Data items »
↓

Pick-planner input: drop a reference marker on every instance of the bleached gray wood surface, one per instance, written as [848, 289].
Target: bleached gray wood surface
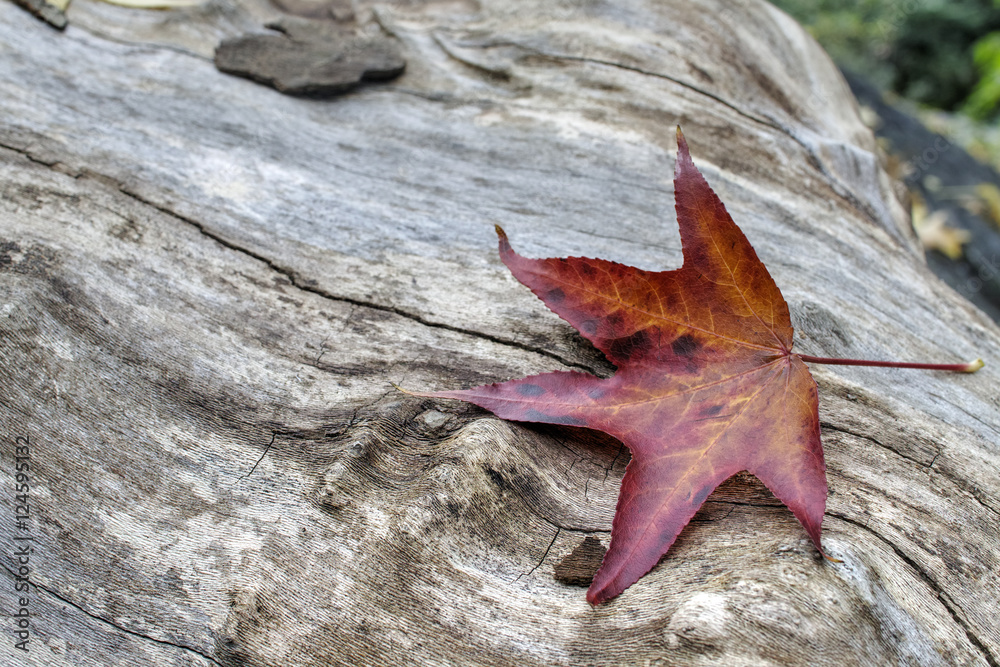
[208, 287]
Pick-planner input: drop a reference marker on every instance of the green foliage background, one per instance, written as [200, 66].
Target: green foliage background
[940, 53]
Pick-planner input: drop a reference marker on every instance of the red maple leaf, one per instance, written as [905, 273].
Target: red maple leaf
[706, 386]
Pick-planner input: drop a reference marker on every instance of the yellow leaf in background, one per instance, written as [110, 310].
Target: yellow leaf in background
[935, 233]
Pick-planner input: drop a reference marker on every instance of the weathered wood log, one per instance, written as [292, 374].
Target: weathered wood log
[208, 288]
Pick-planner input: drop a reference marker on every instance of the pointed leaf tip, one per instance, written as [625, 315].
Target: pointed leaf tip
[973, 366]
[683, 154]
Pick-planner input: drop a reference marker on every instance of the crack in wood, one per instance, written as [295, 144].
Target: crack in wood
[303, 285]
[541, 560]
[940, 593]
[927, 466]
[101, 619]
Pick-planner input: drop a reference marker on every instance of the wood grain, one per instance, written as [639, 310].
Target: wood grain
[208, 289]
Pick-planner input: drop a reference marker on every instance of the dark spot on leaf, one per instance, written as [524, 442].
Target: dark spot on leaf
[529, 389]
[623, 348]
[710, 411]
[685, 346]
[555, 297]
[564, 420]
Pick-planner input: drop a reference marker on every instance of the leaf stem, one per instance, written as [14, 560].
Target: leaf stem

↑

DO THIS » Extract all the lines of the records above without changing them, leaving out the pictures.

RESULT »
Pick-planner input: drop a reference marker on every instance of the bleached gray wood surface, one per instance, written as [848, 289].
Target: bleached gray wood surface
[208, 287]
Pick-planner input: drop a reference marker on every instance of the green foliage background, one per instance, written as [200, 66].
Target: green foliage background
[940, 53]
Pick-planner input: drop a reference marker on every instance of the red maple leaf, one per instance, written as [905, 273].
Target: red maple leaf
[706, 386]
Pick-planner input: drop a reference marker on every instance of the yellow leaf in background, one per instance, written as [110, 310].
Target: yellow leaf in background
[935, 233]
Pick-planner input: drop a reference marker on every instance of the weathered wood log, one per instance, written as [292, 374].
Target: weathered wood log
[208, 288]
Pick-planner input: drop a reference marker on every instance of the pointed leaf tip, one per instance, written as [625, 315].
Target: pointed leaf tip
[973, 366]
[683, 154]
Pick-planner input: drop a reference marker on every instance of the crack in wood, one per instance, written as [295, 144].
Target: crack in wood
[303, 285]
[541, 560]
[940, 593]
[927, 466]
[101, 619]
Pick-planner input: drop a reference marker on every instance of the wood grain, one per instance, written as [639, 310].
Target: wood grain
[208, 289]
Pick-planner input: drop a reference marker on every instance of the dark spot on leaf, one per instance, written as [524, 442].
Target: dark spot on leaf
[529, 389]
[623, 348]
[710, 411]
[685, 346]
[555, 297]
[564, 420]
Pick-planner input: drop a reference marker on every instance of the leaf stem, one per instance, written as [14, 560].
Target: leaf stem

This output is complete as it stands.